# Record extracts
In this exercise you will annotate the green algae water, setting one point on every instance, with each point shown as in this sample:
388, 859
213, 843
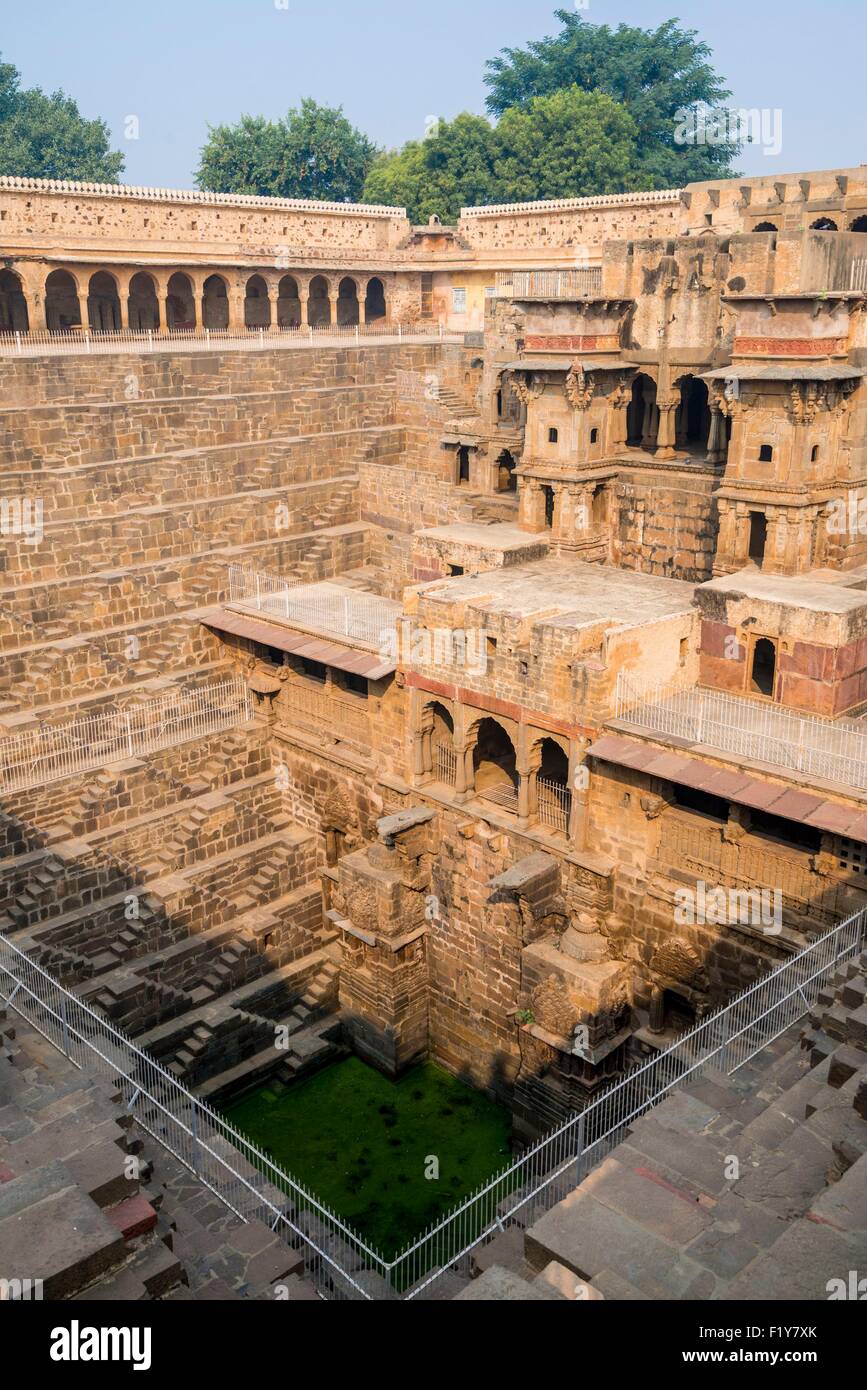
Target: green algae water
361, 1143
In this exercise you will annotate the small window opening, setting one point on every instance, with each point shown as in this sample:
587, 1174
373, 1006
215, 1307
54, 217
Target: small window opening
764, 666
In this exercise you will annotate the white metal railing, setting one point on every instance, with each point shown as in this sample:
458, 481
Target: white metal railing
549, 284
336, 1258
859, 273
750, 729
363, 617
223, 1159
52, 752
725, 1039
445, 763
75, 341
323, 710
555, 804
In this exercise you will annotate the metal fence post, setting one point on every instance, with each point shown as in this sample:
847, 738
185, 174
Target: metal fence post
65, 1025
724, 1041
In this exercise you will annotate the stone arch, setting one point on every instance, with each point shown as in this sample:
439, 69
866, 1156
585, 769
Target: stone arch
507, 480
257, 306
14, 317
495, 759
288, 303
179, 302
61, 300
143, 305
103, 303
443, 758
694, 413
318, 305
216, 303
374, 300
642, 414
349, 310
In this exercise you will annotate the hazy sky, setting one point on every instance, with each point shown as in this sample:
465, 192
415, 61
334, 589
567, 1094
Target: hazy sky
181, 64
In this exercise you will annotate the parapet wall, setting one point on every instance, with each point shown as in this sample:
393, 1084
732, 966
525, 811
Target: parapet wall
110, 221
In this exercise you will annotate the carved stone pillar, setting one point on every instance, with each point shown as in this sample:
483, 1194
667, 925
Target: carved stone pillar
716, 438
82, 306
122, 282
649, 419
667, 435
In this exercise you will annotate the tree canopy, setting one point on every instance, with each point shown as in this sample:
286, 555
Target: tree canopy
566, 145
655, 74
439, 175
313, 152
46, 136
571, 143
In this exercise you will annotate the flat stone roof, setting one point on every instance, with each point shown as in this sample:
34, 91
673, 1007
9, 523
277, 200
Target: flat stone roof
567, 594
498, 537
805, 591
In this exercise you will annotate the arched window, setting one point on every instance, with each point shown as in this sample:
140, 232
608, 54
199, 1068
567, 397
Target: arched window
374, 300
103, 303
757, 538
288, 303
764, 666
553, 797
442, 745
179, 303
348, 302
694, 414
507, 480
13, 305
61, 302
495, 765
143, 306
257, 306
216, 303
318, 305
641, 416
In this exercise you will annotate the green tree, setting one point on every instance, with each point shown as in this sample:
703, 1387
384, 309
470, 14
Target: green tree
452, 168
314, 153
46, 136
571, 143
655, 74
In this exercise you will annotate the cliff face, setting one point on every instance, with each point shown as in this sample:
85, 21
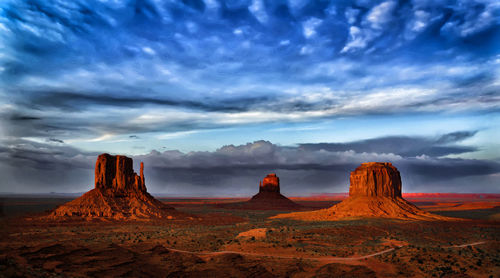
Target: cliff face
375, 191
116, 173
269, 196
119, 193
375, 179
271, 183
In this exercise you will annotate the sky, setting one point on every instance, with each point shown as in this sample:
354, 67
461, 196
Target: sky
213, 95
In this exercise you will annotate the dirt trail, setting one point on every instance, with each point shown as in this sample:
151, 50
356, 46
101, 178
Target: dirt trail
322, 259
468, 244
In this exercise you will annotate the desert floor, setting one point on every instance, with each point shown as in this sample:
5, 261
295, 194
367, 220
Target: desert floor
215, 240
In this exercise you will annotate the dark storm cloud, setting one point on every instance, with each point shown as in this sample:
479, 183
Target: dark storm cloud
83, 69
241, 56
402, 145
79, 101
236, 170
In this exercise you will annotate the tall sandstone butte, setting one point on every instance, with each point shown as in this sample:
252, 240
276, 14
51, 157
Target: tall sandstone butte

# Task to carry out
Copy all of the data above word for word, leaving out the pictures.

# Correct output
In this exercise you will annotate the green algae water, setting one point on every instance, with each point shown as in this sample:
388, 859
213, 843
Target: green algae water
361, 1143
In this exercise you will annotate the small window opening, setting one point on every instance, with each point shown as in this sample:
587, 1174
373, 1006
215, 1307
54, 217
Target: small window opening
764, 666
In this exercise you will annotate the white metal railing, setting one point on every instance, with each point shown as in this sample:
458, 481
Target: white metal railing
549, 284
336, 1258
859, 273
750, 729
363, 617
223, 1159
52, 752
725, 1039
445, 763
75, 341
323, 710
555, 804
In this exercise you will annotate the metal fence post, setting one point on every instance, with each point shown as in this sample:
847, 738
185, 174
Target: metal fence post
65, 1025
724, 1041
In this exercise you will annotate the stone arch, setting one point on every instance, with each point shown as in this sample:
439, 69
866, 1156
585, 769
Target: stone arch
507, 480
257, 306
14, 317
495, 759
288, 303
179, 302
61, 300
143, 305
103, 303
443, 758
694, 413
318, 305
216, 303
374, 300
642, 414
349, 310
In this exercise you will annotate the hazy sky, setting one point on every instance, with each point shown as in this sample:
465, 192
415, 61
334, 589
567, 1094
Target: hazy sky
181, 64
In this exercise you will annotate the parapet wall, setting one point on every instance, with each point shown as in this sample:
393, 1084
732, 966
525, 811
Target: parapet wall
110, 221
In this exercise you will annotate the carved stone pillar, setting one point on every instance, with each point shown as in this sample:
483, 1194
667, 925
Target: carved stone pillar
716, 438
82, 306
122, 282
649, 419
667, 435
In this exercise you will annotate the tree canopy, setting one point on every instance, with each point shown as in this sample:
286, 555
Target: tree canopy
566, 145
655, 74
439, 175
313, 152
46, 136
571, 143
In this exercise you will annotate the flat stone roof, setting one point on every instance, with each point shown as in this sample:
34, 91
673, 1007
9, 523
277, 200
Target: flat stone roof
567, 594
498, 537
805, 591
In this exercise you will annotate the arched window, setting one point on every instance, with each point shown as in this sample:
140, 232
608, 54
199, 1068
567, 397
Target: arched window
374, 300
103, 303
757, 538
288, 303
764, 666
553, 797
442, 745
179, 303
348, 302
694, 414
507, 480
13, 305
61, 302
495, 765
143, 306
257, 306
216, 303
318, 305
641, 416
In this exercise you will annotate the green tree, setting one point on every instance, with each point shown as in this sample:
703, 1387
384, 309
470, 14
Target: green tree
452, 168
314, 153
46, 136
571, 143
655, 74
In this exercise you will annotate the cliff face, setting one point on every instance, with each point shown as in this sample:
85, 21
Target: cliff face
375, 191
116, 173
269, 196
119, 193
375, 179
271, 183
In this exercise you will annotate the sky, setting one point on every instance, with each point shown as in this sample:
354, 67
461, 196
Target: sky
213, 95
In this exercise you will annotate the dirt trail, setting one point on every instance, with each point shown as in this sample:
151, 50
356, 46
101, 178
Target: dirt trail
322, 259
468, 244
In this exercise you will annotate the desert floor, setting one point on every instance, with each point shown as in this sample:
5, 261
295, 194
367, 220
Target: desert floor
215, 240
In this exercise you will annotate the dark storm cloud, setting one point on every instance, with each point shown as in this sample:
479, 183
Target: dark storm cloud
83, 69
241, 56
402, 145
79, 101
236, 170
In this exercise you will annotate the tall sandstone butte, setting one point on every instance, with each point shown as in this sample:
252, 240
276, 14
51, 157
Target: tall sandstone butte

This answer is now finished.